* Check your understanding
1. According to the article on remote teams during the coronavirus, why should a business invest in technology that can support a remote workforce?
2. Translate into Spanish this sentence from the article on remote teams during the coronavirus: "Most states have closed schools, stopped the operation of nonessential companies, and advised their citizens to stay at home."
3. Extract everything in the article on remote teams during the coronavirus from "Are you ready?" down to "it to others.".

* Excerpt provided
◇ ◇ ◇ ◇ ◇

The Coronavirus Is Here, Is Your Remote Team Up and Running

Work From Home Denver

The Coronavirus Is Here, Is Your Remote Team Up and Running

Look at CDC tips for minimizing the spread of the coronavirus. Review the importance of having a business continuity plan that takes health issues into account.  

As global concerns due to the coronavirus prevent many people from coming into their offices, businesses are scrambling to establish remote working environments. To facilitate a shift out of the office, you need collaboration tools such as Microsoft Teams and a cybersecurity environment that supports remote access to network tools and applications. In the business world, the shift to telecommuting has been happening slowly over the years, but many businesses now need to deploy a plan quickly and efficiently.

Preparing for the Unknown in the Midst of the Coronavirus

As the coronavirus has spread through the United States, businesses and governments have taken unprecedented actions. Most states have closed schools, stopped the operation of nonessential companies, and advised their citizens to stay at home. Business travel has screeched mainly to a halt, and parents are trying to figure out how to juggle working from home with taking care of their children, while also worrying about a global pandemic.

As of April 7, 2020, there have been over 14,000 deaths and nearly 300,000 confirmed cases in the United States alone, and analysts expect the situation to get worse before it gets better.

Are you ready? Do you have strategies to deal with the inevitable rise of sick days and the extremely high possibility of extended quarantine? Have you invested in technology that can support a remote workforce so you don’t have to sacrifice productivity to safeguard your team’s health? If not, your business needs a continuity plan and the technology to implement that plan quickly.

Health Tips for Businesses

If you run an essential business that still has workers coming into the office, implement these tips from the Centers for Disease Control (CDC) to protect your team.

  • Require sick employees to stay out of the office.
  • Have employees wear masks to stop the spread of the illness — if an asymptotic person carries the virus, masks can reduce the risk of them spreading it to others.
  • Carefully consider scenarios that may occur as the disease spreads including employees not being able to come to work.
  • Create a plan for dealing with the coronavirus or other infectious diseases that outlines remote working policies.
  • Find a way to send as many workers home now as possible.
  • Stay abreast of public health policies related to minimizing exposure in workers.

Encouraging Social Distancing

Take some time to facilitate social distancing in your own business. Consider changing the physical culture of your office. For instance, send out emails encouraging people to replace handshakes with polite bows, and remind workers of the importance of essential practices to reduce the spread of diseases, such as not sharing utensils or drinking vessels. If you have a retail business, hang signs reminding customers to respect social distancing guidelines, and advise them to grab essentials and leave.

◇ ◇ ◇ ◇ ◇

* Dataset content
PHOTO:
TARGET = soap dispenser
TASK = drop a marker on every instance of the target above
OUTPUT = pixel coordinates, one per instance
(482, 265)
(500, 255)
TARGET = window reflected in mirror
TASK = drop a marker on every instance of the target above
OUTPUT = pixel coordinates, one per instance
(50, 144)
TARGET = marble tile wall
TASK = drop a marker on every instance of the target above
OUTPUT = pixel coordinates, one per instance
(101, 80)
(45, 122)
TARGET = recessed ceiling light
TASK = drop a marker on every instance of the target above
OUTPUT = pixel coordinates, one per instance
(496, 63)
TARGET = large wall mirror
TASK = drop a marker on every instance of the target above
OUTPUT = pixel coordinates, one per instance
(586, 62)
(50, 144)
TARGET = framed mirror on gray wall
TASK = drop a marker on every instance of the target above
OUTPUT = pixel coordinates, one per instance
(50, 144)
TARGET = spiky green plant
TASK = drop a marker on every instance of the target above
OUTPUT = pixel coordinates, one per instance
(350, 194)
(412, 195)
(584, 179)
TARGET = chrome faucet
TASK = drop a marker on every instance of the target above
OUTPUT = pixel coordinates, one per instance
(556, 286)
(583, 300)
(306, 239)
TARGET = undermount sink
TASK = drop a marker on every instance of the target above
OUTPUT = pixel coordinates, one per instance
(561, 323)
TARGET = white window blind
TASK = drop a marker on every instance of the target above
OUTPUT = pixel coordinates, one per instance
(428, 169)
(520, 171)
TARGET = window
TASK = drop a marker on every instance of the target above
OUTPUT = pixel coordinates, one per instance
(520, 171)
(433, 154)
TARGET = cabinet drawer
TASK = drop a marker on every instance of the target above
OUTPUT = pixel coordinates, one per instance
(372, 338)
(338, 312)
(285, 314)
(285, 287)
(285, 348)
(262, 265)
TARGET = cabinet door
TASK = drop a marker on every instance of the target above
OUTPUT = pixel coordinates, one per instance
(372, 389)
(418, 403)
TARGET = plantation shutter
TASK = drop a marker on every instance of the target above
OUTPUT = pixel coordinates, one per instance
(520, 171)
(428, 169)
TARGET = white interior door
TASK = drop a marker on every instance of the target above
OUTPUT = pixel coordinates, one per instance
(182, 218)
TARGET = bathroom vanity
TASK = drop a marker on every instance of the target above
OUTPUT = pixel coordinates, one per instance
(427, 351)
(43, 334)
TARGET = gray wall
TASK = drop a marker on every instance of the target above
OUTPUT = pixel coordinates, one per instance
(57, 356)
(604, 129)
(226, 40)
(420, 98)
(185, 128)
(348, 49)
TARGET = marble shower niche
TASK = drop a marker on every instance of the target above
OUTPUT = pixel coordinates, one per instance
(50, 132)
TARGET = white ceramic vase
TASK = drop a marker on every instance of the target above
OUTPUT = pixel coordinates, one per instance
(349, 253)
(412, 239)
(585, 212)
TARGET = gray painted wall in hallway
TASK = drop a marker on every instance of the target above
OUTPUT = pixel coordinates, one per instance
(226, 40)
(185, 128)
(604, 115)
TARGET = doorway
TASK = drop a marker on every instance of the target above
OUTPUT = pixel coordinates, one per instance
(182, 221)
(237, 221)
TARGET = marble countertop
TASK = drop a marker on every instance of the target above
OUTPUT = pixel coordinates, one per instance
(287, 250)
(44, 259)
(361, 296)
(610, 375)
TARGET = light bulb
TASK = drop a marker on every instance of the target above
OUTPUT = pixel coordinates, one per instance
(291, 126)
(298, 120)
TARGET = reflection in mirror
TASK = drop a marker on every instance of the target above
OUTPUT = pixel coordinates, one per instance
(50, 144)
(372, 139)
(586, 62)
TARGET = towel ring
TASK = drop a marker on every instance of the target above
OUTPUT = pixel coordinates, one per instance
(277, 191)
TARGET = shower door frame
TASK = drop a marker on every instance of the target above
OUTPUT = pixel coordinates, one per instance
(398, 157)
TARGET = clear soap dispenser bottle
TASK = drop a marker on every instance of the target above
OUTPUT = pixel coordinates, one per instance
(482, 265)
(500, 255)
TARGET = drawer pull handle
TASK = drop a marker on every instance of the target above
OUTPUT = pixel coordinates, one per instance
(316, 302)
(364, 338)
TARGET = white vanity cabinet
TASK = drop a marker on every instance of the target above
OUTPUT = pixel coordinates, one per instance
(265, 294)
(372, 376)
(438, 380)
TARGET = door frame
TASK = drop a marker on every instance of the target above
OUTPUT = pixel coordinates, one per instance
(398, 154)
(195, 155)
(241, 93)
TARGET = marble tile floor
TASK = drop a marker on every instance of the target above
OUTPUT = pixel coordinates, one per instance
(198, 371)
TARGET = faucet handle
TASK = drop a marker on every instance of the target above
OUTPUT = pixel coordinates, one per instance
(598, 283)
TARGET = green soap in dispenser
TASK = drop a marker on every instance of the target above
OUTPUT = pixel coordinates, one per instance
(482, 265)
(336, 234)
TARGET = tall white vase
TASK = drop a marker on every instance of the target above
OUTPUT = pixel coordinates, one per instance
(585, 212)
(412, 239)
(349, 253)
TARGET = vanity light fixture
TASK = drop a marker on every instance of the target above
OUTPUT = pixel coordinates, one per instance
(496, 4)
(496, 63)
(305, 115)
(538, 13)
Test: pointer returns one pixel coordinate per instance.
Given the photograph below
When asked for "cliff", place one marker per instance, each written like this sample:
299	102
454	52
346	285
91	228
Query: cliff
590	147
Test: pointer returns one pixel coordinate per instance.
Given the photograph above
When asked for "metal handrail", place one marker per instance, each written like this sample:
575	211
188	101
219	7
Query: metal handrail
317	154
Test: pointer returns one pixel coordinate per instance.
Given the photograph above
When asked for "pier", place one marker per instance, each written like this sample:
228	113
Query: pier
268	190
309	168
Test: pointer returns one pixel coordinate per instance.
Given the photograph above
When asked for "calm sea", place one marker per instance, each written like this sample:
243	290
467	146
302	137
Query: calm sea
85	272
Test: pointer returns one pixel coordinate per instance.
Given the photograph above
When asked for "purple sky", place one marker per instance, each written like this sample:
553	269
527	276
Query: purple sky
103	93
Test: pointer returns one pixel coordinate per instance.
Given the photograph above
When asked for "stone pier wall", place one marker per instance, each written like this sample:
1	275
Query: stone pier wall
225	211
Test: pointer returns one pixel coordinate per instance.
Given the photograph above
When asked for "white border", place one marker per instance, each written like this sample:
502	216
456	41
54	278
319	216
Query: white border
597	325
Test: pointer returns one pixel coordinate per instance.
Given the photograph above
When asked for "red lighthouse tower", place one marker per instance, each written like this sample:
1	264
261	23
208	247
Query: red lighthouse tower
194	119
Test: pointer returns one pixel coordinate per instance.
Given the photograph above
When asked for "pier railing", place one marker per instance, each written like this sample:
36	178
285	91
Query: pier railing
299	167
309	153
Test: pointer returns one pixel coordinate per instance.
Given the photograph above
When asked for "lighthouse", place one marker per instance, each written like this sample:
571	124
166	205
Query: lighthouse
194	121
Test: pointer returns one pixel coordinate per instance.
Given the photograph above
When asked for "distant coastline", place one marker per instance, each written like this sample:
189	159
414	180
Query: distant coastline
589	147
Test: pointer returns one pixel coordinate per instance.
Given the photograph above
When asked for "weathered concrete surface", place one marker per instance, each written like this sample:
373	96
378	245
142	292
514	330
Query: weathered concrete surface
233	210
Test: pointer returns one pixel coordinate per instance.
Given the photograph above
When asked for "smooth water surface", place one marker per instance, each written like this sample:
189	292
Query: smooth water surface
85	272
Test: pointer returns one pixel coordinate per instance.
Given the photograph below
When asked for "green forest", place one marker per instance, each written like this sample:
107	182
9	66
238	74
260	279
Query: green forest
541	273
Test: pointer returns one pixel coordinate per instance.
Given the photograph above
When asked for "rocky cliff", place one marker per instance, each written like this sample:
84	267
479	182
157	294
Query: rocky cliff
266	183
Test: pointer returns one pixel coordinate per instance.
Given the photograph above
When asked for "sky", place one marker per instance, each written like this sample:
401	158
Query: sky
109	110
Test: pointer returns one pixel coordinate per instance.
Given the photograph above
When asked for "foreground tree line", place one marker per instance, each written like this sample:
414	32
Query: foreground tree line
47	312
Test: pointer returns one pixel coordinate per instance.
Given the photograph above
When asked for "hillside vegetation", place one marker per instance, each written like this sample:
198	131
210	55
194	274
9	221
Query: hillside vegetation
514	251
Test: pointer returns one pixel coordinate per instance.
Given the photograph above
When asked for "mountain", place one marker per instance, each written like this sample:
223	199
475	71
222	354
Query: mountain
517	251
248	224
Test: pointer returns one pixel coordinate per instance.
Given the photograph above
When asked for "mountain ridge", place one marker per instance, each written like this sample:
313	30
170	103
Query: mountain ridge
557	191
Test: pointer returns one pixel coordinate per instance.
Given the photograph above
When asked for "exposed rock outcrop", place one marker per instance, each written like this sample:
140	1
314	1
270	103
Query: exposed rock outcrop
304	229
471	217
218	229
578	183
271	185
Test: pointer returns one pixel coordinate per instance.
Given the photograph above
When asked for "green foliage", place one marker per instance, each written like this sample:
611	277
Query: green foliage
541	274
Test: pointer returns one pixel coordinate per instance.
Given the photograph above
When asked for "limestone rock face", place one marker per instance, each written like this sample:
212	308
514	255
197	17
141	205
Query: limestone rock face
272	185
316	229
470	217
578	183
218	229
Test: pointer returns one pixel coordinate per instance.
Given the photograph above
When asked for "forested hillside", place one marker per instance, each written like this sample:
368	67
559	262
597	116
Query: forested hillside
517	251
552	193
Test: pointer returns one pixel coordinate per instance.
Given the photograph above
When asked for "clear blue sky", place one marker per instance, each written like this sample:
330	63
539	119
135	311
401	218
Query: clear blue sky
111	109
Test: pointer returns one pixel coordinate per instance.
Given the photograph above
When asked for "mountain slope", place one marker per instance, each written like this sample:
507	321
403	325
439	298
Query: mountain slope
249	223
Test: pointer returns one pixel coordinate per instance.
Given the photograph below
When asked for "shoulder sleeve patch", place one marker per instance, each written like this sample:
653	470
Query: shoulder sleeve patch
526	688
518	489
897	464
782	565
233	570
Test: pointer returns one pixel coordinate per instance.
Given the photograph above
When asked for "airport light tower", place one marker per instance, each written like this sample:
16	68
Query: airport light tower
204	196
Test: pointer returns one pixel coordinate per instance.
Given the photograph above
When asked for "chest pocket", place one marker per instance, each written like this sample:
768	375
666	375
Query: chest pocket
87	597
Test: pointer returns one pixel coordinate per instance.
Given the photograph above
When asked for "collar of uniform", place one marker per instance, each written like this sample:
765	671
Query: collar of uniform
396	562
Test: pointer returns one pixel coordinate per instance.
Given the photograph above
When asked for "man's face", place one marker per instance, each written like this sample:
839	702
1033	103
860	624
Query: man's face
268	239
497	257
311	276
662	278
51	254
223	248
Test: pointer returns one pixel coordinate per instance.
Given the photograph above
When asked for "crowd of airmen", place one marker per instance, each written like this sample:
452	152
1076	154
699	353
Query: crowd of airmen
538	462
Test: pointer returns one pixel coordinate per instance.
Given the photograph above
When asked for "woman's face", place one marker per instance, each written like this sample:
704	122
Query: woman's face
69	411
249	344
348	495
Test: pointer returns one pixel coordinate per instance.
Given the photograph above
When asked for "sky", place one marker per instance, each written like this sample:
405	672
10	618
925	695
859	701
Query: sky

◇ ◇ ◇ ◇ ◇

* Solutions to the problems
1. The article says that technology supporting a remote workforce means a business does not have to sacrifice productivity to safeguard its team's health.

2. La mayoría de los estados han cerrado las escuelas, detenido el funcionamiento de las empresas no esenciales y aconsejado a sus ciudadanos que se queden en casa.

3.
Are you ready? Do you have strategies to deal with the inevitable rise of sick days and the extremely high possibility of extended quarantine? Have you invested in technology that can support a remote workforce so you don’t have to sacrifice productivity to safeguard your team’s health? If not, your business needs a continuity plan and the technology to implement that plan quickly.

Health Tips for Businesses

If you run an essential business that still has workers coming into the office, implement these tips from the Centers for Disease Control (CDC) to protect your team.

  • Require sick employees to stay out of the office.
  • Have employees wear masks to stop the spread of the illness — if an asymptotic person carries the virus, masks can reduce the risk of them spreading it to others.